(Object location annotation data)
- - -
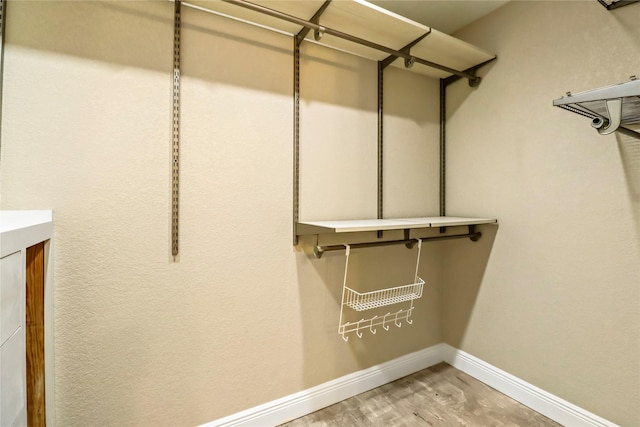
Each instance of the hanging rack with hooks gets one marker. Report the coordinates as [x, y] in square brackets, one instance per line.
[364, 301]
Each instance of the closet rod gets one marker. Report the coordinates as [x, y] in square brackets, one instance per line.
[345, 36]
[318, 250]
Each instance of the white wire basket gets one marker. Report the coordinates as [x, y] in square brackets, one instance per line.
[369, 300]
[361, 301]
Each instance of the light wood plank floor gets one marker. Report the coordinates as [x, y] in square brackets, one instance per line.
[437, 396]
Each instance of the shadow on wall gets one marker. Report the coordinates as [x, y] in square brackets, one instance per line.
[464, 266]
[140, 34]
[325, 354]
[630, 156]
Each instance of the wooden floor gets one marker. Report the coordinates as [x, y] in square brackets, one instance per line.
[437, 396]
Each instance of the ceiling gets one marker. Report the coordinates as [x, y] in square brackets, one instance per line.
[447, 16]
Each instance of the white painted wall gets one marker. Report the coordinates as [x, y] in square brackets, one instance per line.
[555, 298]
[242, 318]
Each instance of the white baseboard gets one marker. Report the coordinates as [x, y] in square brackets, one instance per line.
[302, 403]
[529, 395]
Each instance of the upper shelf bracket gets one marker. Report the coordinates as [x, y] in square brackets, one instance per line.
[614, 4]
[345, 36]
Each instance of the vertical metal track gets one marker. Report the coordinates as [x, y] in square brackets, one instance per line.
[3, 13]
[296, 137]
[380, 142]
[443, 147]
[175, 161]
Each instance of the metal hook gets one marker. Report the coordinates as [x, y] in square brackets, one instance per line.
[398, 324]
[384, 321]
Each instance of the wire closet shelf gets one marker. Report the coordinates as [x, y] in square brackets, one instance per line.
[363, 301]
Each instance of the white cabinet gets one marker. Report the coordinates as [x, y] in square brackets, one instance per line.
[20, 230]
[12, 341]
[13, 398]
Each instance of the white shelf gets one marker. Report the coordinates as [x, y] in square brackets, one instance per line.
[363, 20]
[362, 225]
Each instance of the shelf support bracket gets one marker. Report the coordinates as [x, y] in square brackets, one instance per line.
[408, 62]
[407, 237]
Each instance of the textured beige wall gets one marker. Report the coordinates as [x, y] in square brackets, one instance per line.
[243, 318]
[555, 298]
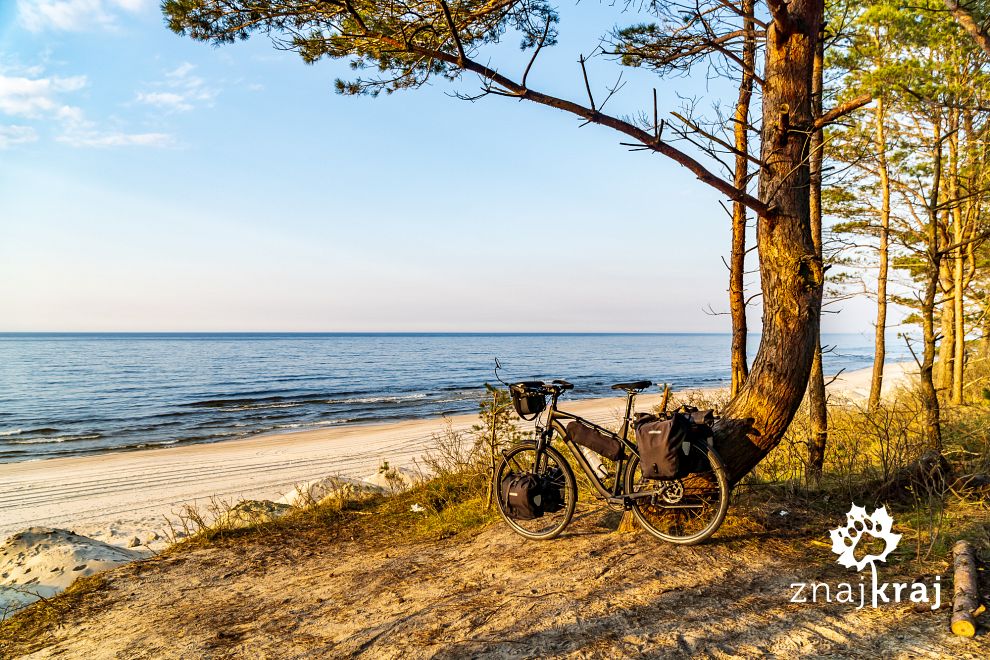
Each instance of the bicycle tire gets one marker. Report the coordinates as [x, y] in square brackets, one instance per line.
[643, 512]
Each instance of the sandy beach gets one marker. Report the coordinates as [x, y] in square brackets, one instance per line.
[116, 497]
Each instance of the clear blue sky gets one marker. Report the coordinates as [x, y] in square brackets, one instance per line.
[149, 182]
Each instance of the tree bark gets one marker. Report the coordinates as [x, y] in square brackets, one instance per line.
[879, 340]
[947, 345]
[791, 271]
[929, 396]
[965, 589]
[737, 259]
[817, 403]
[959, 334]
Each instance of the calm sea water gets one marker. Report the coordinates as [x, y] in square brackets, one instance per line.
[75, 394]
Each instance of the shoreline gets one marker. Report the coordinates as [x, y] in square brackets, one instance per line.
[116, 496]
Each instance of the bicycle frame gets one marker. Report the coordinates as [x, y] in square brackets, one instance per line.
[553, 424]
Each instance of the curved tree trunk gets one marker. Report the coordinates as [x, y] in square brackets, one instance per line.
[791, 271]
[737, 259]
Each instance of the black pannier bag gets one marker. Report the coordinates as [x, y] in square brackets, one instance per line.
[553, 490]
[664, 443]
[595, 440]
[528, 399]
[522, 496]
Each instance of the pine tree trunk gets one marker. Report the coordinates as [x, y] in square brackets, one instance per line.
[817, 403]
[929, 396]
[737, 259]
[959, 334]
[947, 345]
[791, 271]
[879, 341]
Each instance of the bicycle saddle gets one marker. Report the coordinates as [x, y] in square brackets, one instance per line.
[636, 386]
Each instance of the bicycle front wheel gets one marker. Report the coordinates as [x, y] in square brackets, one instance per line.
[682, 511]
[521, 458]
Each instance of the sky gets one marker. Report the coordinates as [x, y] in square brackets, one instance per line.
[152, 183]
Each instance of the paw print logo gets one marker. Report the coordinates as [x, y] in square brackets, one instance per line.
[845, 539]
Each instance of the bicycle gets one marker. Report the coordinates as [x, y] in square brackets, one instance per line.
[684, 511]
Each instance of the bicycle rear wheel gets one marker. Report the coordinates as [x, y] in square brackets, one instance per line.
[521, 458]
[682, 511]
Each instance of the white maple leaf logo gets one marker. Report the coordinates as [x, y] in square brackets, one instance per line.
[845, 539]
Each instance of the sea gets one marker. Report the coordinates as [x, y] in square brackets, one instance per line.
[82, 394]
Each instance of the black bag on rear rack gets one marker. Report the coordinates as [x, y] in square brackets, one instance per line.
[665, 449]
[595, 440]
[528, 399]
[522, 496]
[553, 490]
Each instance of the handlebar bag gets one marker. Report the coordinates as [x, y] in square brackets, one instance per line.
[528, 399]
[595, 440]
[522, 496]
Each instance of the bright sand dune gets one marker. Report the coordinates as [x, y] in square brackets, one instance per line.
[119, 496]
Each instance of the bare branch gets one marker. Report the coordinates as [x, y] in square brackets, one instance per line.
[841, 110]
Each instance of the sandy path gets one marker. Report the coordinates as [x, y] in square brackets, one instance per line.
[114, 497]
[592, 593]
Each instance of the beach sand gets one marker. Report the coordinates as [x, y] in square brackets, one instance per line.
[123, 498]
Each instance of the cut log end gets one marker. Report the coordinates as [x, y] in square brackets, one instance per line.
[964, 627]
[966, 594]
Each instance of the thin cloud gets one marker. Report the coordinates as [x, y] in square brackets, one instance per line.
[35, 97]
[180, 91]
[44, 99]
[14, 135]
[102, 139]
[166, 100]
[75, 15]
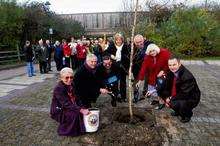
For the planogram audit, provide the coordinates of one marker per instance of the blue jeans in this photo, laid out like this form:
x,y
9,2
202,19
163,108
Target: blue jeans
x,y
30,69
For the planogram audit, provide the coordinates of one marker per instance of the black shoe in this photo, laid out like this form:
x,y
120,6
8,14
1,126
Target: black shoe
x,y
135,100
142,98
119,100
113,103
154,102
123,100
174,114
185,119
159,107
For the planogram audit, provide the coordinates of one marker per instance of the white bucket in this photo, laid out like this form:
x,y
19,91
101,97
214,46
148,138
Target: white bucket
x,y
91,121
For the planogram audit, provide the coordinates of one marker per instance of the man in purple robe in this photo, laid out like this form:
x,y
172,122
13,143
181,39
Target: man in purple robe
x,y
66,108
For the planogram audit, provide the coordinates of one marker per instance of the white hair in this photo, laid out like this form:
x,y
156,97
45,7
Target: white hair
x,y
66,70
90,56
152,47
138,36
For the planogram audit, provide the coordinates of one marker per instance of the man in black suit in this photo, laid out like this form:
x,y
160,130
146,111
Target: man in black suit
x,y
181,92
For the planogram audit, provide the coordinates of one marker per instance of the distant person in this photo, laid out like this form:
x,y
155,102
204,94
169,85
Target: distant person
- - -
▸ Stated exercise
Reproduce everything from the line containing "of the distant" down to the last line, with no changes.

▸ Complete answer
For the planogram audit, provide the coordinates of one marker per instance of the distant person in this photo, laid out like this form:
x,y
155,102
204,94
169,85
Target: distant person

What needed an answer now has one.